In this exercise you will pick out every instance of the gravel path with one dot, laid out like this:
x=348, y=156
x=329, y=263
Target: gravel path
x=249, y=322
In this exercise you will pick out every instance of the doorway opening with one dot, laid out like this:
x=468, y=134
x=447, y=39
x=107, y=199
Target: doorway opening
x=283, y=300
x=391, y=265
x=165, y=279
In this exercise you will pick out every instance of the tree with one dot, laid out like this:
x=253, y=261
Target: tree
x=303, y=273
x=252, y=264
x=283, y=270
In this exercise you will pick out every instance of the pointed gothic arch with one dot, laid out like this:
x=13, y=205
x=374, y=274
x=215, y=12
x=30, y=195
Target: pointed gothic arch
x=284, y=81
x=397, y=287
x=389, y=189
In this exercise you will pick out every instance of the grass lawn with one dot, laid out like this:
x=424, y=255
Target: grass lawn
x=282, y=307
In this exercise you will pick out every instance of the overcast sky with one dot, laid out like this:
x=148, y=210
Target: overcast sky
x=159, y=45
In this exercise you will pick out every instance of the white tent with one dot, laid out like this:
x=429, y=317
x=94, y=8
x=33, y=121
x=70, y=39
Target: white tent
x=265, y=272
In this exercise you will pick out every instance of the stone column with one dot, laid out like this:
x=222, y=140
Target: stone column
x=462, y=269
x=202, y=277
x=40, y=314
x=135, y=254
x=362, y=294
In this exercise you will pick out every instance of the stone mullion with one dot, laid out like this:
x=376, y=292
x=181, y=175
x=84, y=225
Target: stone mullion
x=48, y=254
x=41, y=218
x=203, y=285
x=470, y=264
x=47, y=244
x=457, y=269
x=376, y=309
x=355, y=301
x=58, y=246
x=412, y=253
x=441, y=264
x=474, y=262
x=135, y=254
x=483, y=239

# Directions for this task
Convert the lines above into a JSON list of strings, with one string per line and any blank lines left out.

# Final result
[
  "In this exercise you will pick out every instance of the gravel path with one dot, laid out like this:",
  "x=348, y=156",
  "x=329, y=263",
  "Target: gravel path",
  "x=249, y=322",
  "In this exercise you will pick out every instance of the doorway opening with one dot, laid out like this:",
  "x=468, y=134",
  "x=447, y=39",
  "x=107, y=199",
  "Target: doorway opening",
  "x=283, y=300",
  "x=391, y=265",
  "x=165, y=279",
  "In this exercise you will pick out every instance of the tree with one dot, laid out like this:",
  "x=253, y=261",
  "Target: tree",
  "x=303, y=273",
  "x=252, y=264",
  "x=283, y=270",
  "In this exercise you will pick out every instance of the pointed gothic arch with one dot, laid out like this:",
  "x=13, y=205",
  "x=374, y=274",
  "x=215, y=12",
  "x=30, y=195",
  "Target: pointed gothic arch",
  "x=284, y=81",
  "x=397, y=287",
  "x=389, y=189",
  "In this exercise you will pick out every instance of the grass lawn with one dot, laid out like this:",
  "x=424, y=255",
  "Target: grass lawn",
  "x=282, y=307",
  "In this exercise you will pick out every instance of the overcast sky with one dot, laid out like this:",
  "x=148, y=210",
  "Target: overcast sky",
  "x=159, y=45",
  "In this exercise you will pick out every instance of the white tent with one dot, laid out like this:",
  "x=429, y=317",
  "x=94, y=8",
  "x=33, y=121",
  "x=70, y=39",
  "Target: white tent",
  "x=265, y=272",
  "In this exercise you will pick out every instance of the stone column with one dot, laid out like this:",
  "x=222, y=140",
  "Target: stone column",
  "x=462, y=269",
  "x=202, y=277",
  "x=40, y=314",
  "x=135, y=254",
  "x=362, y=294",
  "In this exercise you will pick out every instance of the stone mullion with one dot, laid out like this:",
  "x=376, y=292",
  "x=181, y=175",
  "x=84, y=225",
  "Target: stone mullion",
  "x=48, y=254",
  "x=41, y=218",
  "x=203, y=285",
  "x=470, y=264",
  "x=47, y=244",
  "x=457, y=269",
  "x=376, y=309",
  "x=355, y=301",
  "x=58, y=246",
  "x=412, y=253",
  "x=441, y=264",
  "x=474, y=262",
  "x=135, y=254",
  "x=483, y=239"
]